### WHAT TO WORK ON:
Can you repeat the piece on AI skills, everything from "Nate’s big practical" down to "personal workflow layers.", switching "test suites" to "evaluation suites"?

── QUOTED PASSAGE

Anthropic, OpenAI, and Microsoft Just Agreed on One File Format. It Changes Everything.
TL;DR
Skills have shifted from personal prompts to org-wide infrastructure — Nate says what started as individual Claude add-ons in October are now version-controlled, workplace-wide assets surfacing in Claude, Copilot, Excel, PowerPoint, and ChatGPT as a shared AI context layer.
Agents, not humans, are now the main callers of skills — because agents can make hundreds of skill calls in one run, skills need to be written agent-first, with clear routing, predictable outputs, and handoffs that survive without a human correcting drift midstream.
A skill is deceptively simple: just a folder with a
skill.mdfile — but the real leverage comes from encoding methodology, reasoning, output format, edge cases, and examples in plain English so workflows become reusable instead of trapped in copy-pasted prompts.The description field is the make-or-break piece — vague lines like “helps with competitive analysis” fail, while single-line, trigger-rich descriptions with explicit artifact types and output expectations are what actually get Claude and other models to invoke the right skill.
The best teams are treating skills like compounding operational memory — Nate contrasts prompts that “evaporate” with skills that improve over time, citing examples like a developer ‘specialist stack’ and Texas Paintbrush’s 50,000 lines of real-estate operations skills across 50 repos.
Nate’s big practical point is that skills need testing, contracts, and tiers — if agents are using them in production, teams should benchmark them with test suites, define outputs like API contracts, and organize them into standard, methodology, and personal workflow layers.
The Breakdown
From solo prompt hacks to shared AI infrastructure
Nate opens by saying the industry’s mental model is outdated: people still think of skills as the little personal Claude trick from last fall, when they’ve quietly become infrastructure. The biggest shift is organizational rollout — skills are now single uploads, version-controlled, and available across tools like Excel, PowerPoint, Claude, and Copilot, so expertise no longer has to live “in someone’s head.”
Why the real caller is now the agent
His second big update is the one he thinks everyone missed: humans used to call skills, but now agents do. That matters because a person might invoke a few skills in a chat, while an agent may make hundreds of calls in one workflow, which means design failures get amplified fast and there may be no human in the loop to catch them.

────
── RECORDS SHOWN

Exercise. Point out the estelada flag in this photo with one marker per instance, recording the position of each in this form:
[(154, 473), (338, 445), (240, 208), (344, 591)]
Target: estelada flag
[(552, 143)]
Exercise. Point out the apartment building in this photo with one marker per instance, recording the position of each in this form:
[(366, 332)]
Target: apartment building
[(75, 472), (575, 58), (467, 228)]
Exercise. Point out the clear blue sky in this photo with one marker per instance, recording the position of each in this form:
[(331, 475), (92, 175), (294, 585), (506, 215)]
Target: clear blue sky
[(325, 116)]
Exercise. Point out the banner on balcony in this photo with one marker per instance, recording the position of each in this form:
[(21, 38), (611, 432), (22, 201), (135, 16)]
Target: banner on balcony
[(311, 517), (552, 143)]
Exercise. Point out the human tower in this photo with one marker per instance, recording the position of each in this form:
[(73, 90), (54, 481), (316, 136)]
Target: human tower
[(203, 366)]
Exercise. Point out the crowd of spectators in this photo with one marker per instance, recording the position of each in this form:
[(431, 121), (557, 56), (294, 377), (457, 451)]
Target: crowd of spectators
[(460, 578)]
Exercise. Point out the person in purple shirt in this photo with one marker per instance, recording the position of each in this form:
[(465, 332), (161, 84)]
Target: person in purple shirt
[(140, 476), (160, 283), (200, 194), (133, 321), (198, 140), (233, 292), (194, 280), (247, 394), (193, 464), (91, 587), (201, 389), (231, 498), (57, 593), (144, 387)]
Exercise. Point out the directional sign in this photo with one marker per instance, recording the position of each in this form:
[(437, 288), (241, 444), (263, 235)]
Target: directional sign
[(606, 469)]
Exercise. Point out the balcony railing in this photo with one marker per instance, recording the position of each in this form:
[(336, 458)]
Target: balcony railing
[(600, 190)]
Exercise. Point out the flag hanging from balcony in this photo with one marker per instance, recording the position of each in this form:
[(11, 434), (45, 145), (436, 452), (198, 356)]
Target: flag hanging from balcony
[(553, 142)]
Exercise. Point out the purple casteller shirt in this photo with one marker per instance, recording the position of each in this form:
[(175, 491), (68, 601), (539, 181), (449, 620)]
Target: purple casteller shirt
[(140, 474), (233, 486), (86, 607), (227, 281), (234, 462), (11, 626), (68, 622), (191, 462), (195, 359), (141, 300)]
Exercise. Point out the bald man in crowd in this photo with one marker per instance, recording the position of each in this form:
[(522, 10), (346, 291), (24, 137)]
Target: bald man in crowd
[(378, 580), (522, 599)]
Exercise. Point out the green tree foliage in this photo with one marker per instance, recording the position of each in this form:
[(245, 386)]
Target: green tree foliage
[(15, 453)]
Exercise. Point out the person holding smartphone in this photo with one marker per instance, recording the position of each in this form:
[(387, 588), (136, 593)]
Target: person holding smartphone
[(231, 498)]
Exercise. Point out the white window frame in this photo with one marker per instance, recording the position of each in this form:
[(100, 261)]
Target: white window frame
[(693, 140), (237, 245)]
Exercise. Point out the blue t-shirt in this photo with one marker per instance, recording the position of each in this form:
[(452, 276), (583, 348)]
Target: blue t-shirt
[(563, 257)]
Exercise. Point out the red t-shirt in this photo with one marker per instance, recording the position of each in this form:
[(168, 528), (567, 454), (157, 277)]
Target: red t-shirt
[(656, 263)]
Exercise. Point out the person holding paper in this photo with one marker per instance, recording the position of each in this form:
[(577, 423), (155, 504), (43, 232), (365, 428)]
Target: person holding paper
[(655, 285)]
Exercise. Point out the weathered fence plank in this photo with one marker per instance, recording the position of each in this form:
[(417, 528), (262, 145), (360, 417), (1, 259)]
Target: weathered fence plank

────

### ANSWER TO THIS TASK:
Nate’s big practical point is that skills need testing, contracts, and tiers — if agents are using them in production, teams should benchmark them with evaluation suites, define outputs like API contracts, and organize them into standard, methodology, and personal workflow layers.